• **Exercise**
Repeat every line of the data exactly; the pictures stay out.

==== Records for this exercise

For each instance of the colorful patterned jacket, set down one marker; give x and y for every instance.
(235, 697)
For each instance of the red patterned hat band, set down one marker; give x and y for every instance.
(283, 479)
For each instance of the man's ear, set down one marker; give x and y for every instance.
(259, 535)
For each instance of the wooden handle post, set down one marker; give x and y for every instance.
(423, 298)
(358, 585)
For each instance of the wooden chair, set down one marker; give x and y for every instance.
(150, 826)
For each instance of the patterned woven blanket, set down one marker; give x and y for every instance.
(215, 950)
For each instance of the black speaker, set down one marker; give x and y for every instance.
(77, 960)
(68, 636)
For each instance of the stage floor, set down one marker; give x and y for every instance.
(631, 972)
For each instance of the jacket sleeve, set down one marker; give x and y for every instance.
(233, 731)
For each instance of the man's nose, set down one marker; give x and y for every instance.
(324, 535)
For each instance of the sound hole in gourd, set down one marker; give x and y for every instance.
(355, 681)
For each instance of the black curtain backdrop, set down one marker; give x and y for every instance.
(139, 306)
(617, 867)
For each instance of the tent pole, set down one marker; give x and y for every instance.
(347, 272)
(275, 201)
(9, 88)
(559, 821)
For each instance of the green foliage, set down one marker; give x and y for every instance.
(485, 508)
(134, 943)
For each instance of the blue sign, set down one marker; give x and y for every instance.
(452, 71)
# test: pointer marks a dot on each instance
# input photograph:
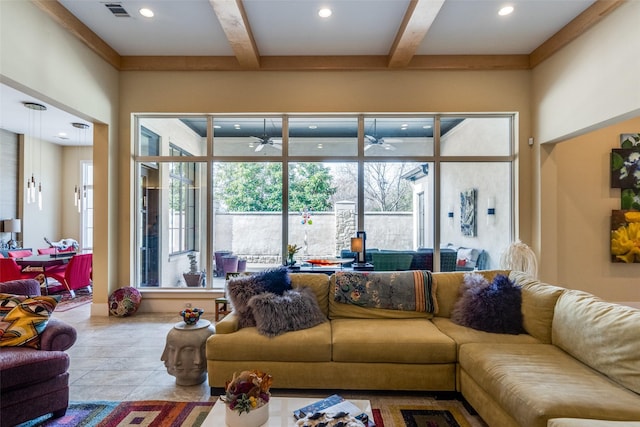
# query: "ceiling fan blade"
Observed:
(391, 140)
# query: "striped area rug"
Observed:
(140, 413)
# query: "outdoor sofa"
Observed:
(578, 356)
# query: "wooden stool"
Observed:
(222, 308)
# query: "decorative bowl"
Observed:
(254, 418)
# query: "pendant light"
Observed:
(31, 184)
(77, 192)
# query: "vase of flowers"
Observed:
(246, 399)
(191, 315)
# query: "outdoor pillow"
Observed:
(490, 307)
(23, 318)
(292, 311)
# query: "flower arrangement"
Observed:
(291, 251)
(247, 391)
(191, 315)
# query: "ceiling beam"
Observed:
(415, 25)
(234, 22)
(581, 23)
(67, 20)
(320, 63)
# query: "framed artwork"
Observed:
(468, 212)
(625, 231)
(625, 168)
(629, 140)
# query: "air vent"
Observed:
(117, 10)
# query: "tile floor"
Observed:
(119, 358)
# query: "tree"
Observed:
(310, 187)
(249, 187)
(257, 187)
(384, 188)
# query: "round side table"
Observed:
(184, 353)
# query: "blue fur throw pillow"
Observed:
(275, 280)
(294, 310)
(490, 307)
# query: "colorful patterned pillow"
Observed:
(23, 318)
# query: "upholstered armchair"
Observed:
(35, 382)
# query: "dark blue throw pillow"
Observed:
(275, 280)
(491, 307)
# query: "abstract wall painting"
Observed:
(629, 140)
(625, 168)
(468, 212)
(625, 233)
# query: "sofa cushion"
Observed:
(463, 335)
(538, 303)
(490, 307)
(610, 343)
(318, 283)
(22, 366)
(306, 345)
(390, 341)
(294, 310)
(24, 318)
(537, 382)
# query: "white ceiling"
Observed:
(293, 28)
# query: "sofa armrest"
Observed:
(58, 335)
(228, 325)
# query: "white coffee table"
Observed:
(280, 411)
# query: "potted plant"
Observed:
(193, 278)
(247, 399)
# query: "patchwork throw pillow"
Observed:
(490, 307)
(240, 289)
(24, 318)
(292, 311)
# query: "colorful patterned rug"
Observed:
(142, 413)
(442, 413)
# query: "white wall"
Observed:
(593, 81)
(42, 59)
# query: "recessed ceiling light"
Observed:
(325, 12)
(506, 10)
(146, 12)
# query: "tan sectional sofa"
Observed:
(579, 357)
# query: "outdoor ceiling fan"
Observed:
(374, 141)
(267, 140)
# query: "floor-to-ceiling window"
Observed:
(243, 187)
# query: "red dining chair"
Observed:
(77, 275)
(52, 250)
(10, 270)
(20, 253)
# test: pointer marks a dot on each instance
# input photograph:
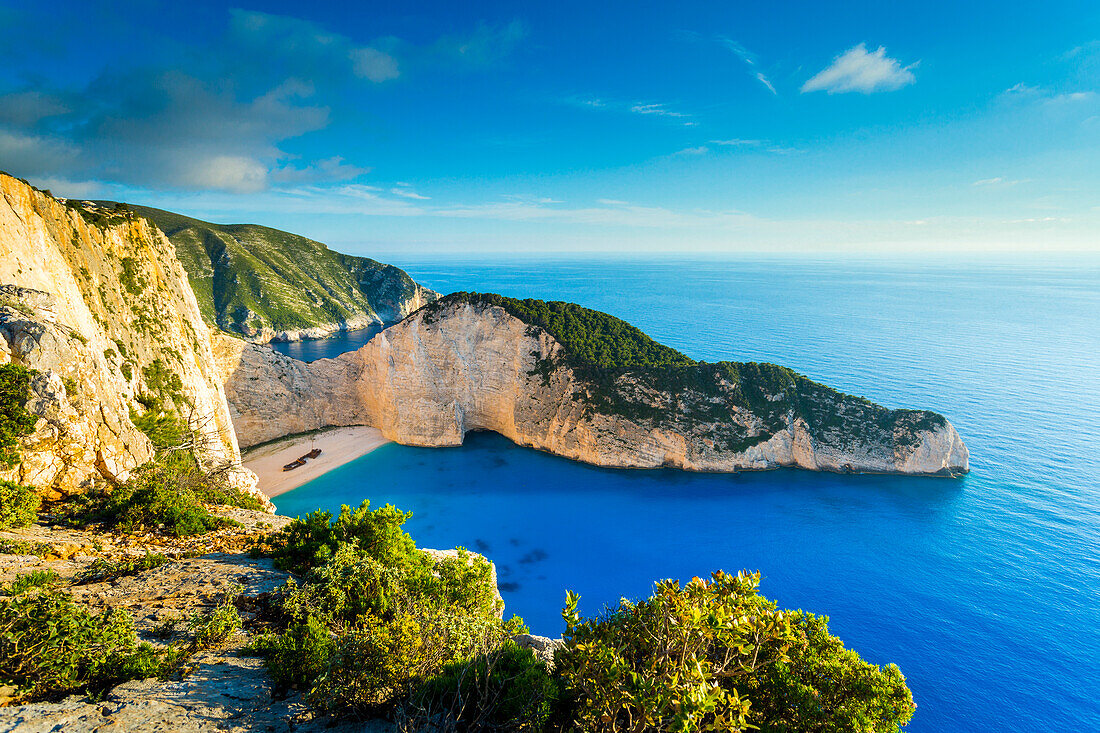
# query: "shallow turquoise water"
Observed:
(985, 590)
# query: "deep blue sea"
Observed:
(985, 590)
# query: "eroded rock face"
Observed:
(438, 374)
(98, 305)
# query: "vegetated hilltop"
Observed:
(264, 284)
(101, 337)
(582, 384)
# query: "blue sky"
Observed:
(457, 128)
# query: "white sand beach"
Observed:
(338, 447)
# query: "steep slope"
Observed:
(580, 384)
(96, 303)
(265, 284)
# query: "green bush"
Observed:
(715, 655)
(154, 500)
(374, 615)
(19, 505)
(309, 543)
(507, 689)
(217, 626)
(825, 687)
(30, 580)
(300, 655)
(24, 547)
(14, 420)
(167, 495)
(51, 646)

========

• **Task response**
For each instance of the colorful patterned jacket, set down one marker; give x and y for every instance.
(235, 697)
For each instance of the red patterned hat band, set down one marker; give x and y for every instance.
(283, 479)
For each instance of the man's ear, set down one marker; give x and y for every instance.
(259, 535)
For each instance of the wooden handle post, set down one marker; give x and y for every instance.
(423, 298)
(358, 585)
For each instance of the wooden chair, set down one marker; give x and y for every instance.
(150, 826)
For each instance of the patterned woven blanket, set down one marker; give x and y for every instance.
(215, 950)
For each instance of the black speaker, set down one marker; give x and y for every instance.
(77, 960)
(68, 636)
For each instance of the stage floor, set down one marker; give x and y for every instance.
(631, 972)
For each instance of the jacket sleeve, set down one marker; give x and y for every instance.
(233, 731)
For each instance of the man's nose, set down one marker; give x and y for every instance.
(324, 535)
For each instance of the sound hole in gourd, set down one marker; give x and y for every instance.
(355, 681)
For each instance of the black curtain backdrop, set down one marker; give x and y for every instance.
(139, 306)
(617, 867)
For each instance of the tent pole, set down one marker; give x and y for every instance.
(347, 272)
(275, 201)
(9, 88)
(559, 821)
For each instance of the green foliage, set down one marker; give x and y for every instance.
(485, 508)
(134, 943)
For each instance of the blue sign, set down one marker; give x and y for every instance.
(452, 71)
# test: pointer marks a dot on each instance
# input photograph:
# query: "ceiling fan blade"
Observed:
(391, 140)
# query: "striped area rug"
Observed:
(140, 413)
# query: "outdoor sofa"
Observed:
(578, 356)
# query: "wooden stool"
Observed:
(222, 308)
# query: "decorative bowl"
Observed:
(254, 418)
# query: "pendant light"
Observed:
(31, 184)
(77, 192)
# query: "vase of flowers"
Observed:
(246, 399)
(191, 315)
# query: "outdoor pillow"
Observed:
(490, 307)
(23, 318)
(292, 311)
# query: "flower arrangement"
Observed:
(291, 251)
(247, 391)
(191, 315)
# query: "ceiling beam"
Observed:
(415, 25)
(234, 22)
(581, 23)
(67, 20)
(320, 63)
# query: "framed artwork"
Observed:
(468, 212)
(625, 231)
(625, 168)
(629, 140)
# query: "air vent"
Observed:
(117, 10)
# query: "tile floor"
Observed:
(119, 358)
# query: "tree"
Observed:
(310, 187)
(249, 187)
(257, 187)
(384, 188)
# query: "round side table"
Observed:
(184, 353)
# query: "blue fur throw pillow"
Observed:
(275, 280)
(294, 310)
(490, 307)
# query: "colorful patterned pillow"
Observed:
(23, 318)
# query: "upholstered armchair"
Observed:
(35, 382)
# query: "dark blue throw pillow"
Observed:
(275, 280)
(491, 307)
# query: "abstract wall painting"
Observed:
(629, 140)
(625, 168)
(468, 212)
(625, 233)
# query: "sofa cushion"
Observed:
(463, 335)
(538, 303)
(490, 307)
(610, 343)
(318, 283)
(22, 366)
(306, 345)
(390, 341)
(294, 310)
(24, 318)
(537, 382)
# query: "white ceiling"
Observed:
(293, 28)
# query: "sofa armrest"
Observed:
(58, 335)
(228, 325)
# query: "white coffee table"
Observed:
(280, 411)
# query: "potted plant"
Observed:
(193, 278)
(247, 399)
# query: "patchwork throw pillow"
Observed:
(490, 307)
(240, 289)
(24, 318)
(292, 311)
# query: "colorful patterned rug"
Observed:
(142, 413)
(442, 413)
# query: "white wall"
Observed:
(593, 81)
(42, 59)
# query: "recessed ceiling light"
Observed:
(325, 12)
(506, 10)
(146, 12)
# query: "tan sectional sofa"
Observed:
(579, 357)
# query: "outdoor ceiling fan"
Observed:
(374, 141)
(267, 140)
# query: "floor-to-ceiling window"
Observed:
(243, 187)
# query: "red dining chair"
Observed:
(77, 275)
(52, 250)
(10, 270)
(20, 253)
# test: pointer marks a dot on each instance
# input photograph:
# query: "shallow turquoise water"
Observed:
(985, 590)
# query: "deep blue sea"
Observed:
(985, 590)
# query: "eroded rock face"
Observed:
(438, 374)
(98, 305)
# query: "vegetated hilltop"
Observed:
(264, 284)
(101, 337)
(582, 384)
# query: "blue sky"
Observed:
(457, 128)
# query: "white sand beach"
Observed:
(338, 447)
# query: "steep slope"
Observed:
(580, 384)
(96, 303)
(265, 284)
# query: "green bush"
Observed:
(715, 655)
(154, 500)
(374, 615)
(19, 505)
(309, 543)
(507, 689)
(217, 626)
(825, 687)
(30, 580)
(300, 655)
(24, 547)
(14, 420)
(167, 495)
(51, 646)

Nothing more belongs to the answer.